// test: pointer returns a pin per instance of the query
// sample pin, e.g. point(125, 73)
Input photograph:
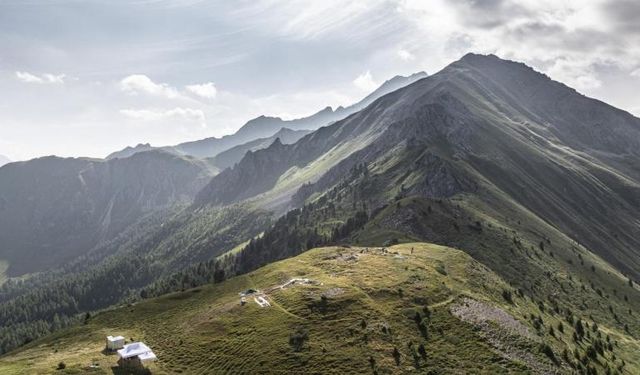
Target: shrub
point(546, 349)
point(396, 356)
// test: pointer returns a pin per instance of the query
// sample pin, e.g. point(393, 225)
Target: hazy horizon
point(89, 78)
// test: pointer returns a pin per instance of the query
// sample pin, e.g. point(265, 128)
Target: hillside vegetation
point(408, 308)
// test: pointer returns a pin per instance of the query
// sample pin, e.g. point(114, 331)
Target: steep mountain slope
point(476, 157)
point(468, 126)
point(53, 210)
point(266, 126)
point(233, 155)
point(414, 308)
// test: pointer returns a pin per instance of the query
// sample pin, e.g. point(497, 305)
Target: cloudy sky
point(87, 77)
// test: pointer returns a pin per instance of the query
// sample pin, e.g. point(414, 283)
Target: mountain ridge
point(265, 126)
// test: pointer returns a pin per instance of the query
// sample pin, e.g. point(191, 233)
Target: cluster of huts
point(132, 355)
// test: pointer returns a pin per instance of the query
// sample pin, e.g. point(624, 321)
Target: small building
point(135, 355)
point(115, 343)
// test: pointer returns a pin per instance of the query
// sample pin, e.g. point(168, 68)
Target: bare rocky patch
point(510, 338)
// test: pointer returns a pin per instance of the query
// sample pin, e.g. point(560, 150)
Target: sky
point(88, 77)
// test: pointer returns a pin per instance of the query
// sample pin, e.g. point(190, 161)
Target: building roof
point(137, 349)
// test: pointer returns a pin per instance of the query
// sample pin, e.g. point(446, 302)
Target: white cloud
point(365, 82)
point(204, 90)
point(45, 78)
point(405, 55)
point(138, 83)
point(191, 114)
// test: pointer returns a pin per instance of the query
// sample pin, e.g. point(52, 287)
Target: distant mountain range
point(55, 209)
point(538, 184)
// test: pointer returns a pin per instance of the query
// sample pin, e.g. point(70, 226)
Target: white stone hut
point(115, 343)
point(135, 355)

* * * *

Transcribe the whole listing, character for character, but not its images.

Output below:
// test: pointer returns a pin per instance of the query
// sample pin, e.g. point(125, 73)
Input photograph:
Target: shrub
point(546, 349)
point(396, 356)
// test: pointer returns a pin per instance of the query
// sample pin, e.g. point(393, 225)
Target: hazy horizon
point(89, 78)
// test: pointer returns a pin per instance of the query
// sample pin, e.g. point(265, 128)
Target: hillside vegetation
point(408, 308)
// test: pointer returns a pin per instance of the query
// sample pin, e.g. point(114, 331)
Target: steep mountain slope
point(476, 157)
point(468, 126)
point(53, 210)
point(266, 126)
point(233, 155)
point(414, 308)
// test: pointer returns a pin per instance of the query
// sample pin, e.g. point(497, 305)
Target: cloudy sky
point(87, 77)
// test: pointer returns a pin per instance of the query
// sample pin, e.g. point(414, 283)
Target: mountain ridge
point(265, 126)
// test: pointer returns a pin per instance of the query
// sample pin, e.g. point(191, 233)
Target: cluster of huts
point(132, 355)
// test: pointer returns a pin per instance of the query
// sample pin, e.g. point(624, 321)
Target: small building
point(135, 355)
point(115, 343)
// test: pointer returns a pin per instance of the query
// sample pin, e.g. point(168, 68)
Target: bare rocky patch
point(510, 338)
// test: pointer returns a pin per instance of the query
// sample pin, e.g. point(560, 150)
Target: sky
point(88, 77)
// test: pointer returns a pin per instance of the query
// sample pin, e.g. point(190, 161)
Target: building roof
point(137, 349)
// test: pointer returns a pin per instance of the query
// sample pin, e.g. point(446, 302)
Target: white cloud
point(365, 82)
point(204, 90)
point(45, 78)
point(405, 55)
point(138, 83)
point(191, 114)
// test: pointer returns a pin per instance of the query
// sample pin, e.g. point(52, 287)
Target: distant mountain range
point(55, 209)
point(538, 184)
// test: pointer returns a pin per instance of the query
// sample pin, e.g. point(70, 226)
Target: white stone hut
point(115, 343)
point(135, 355)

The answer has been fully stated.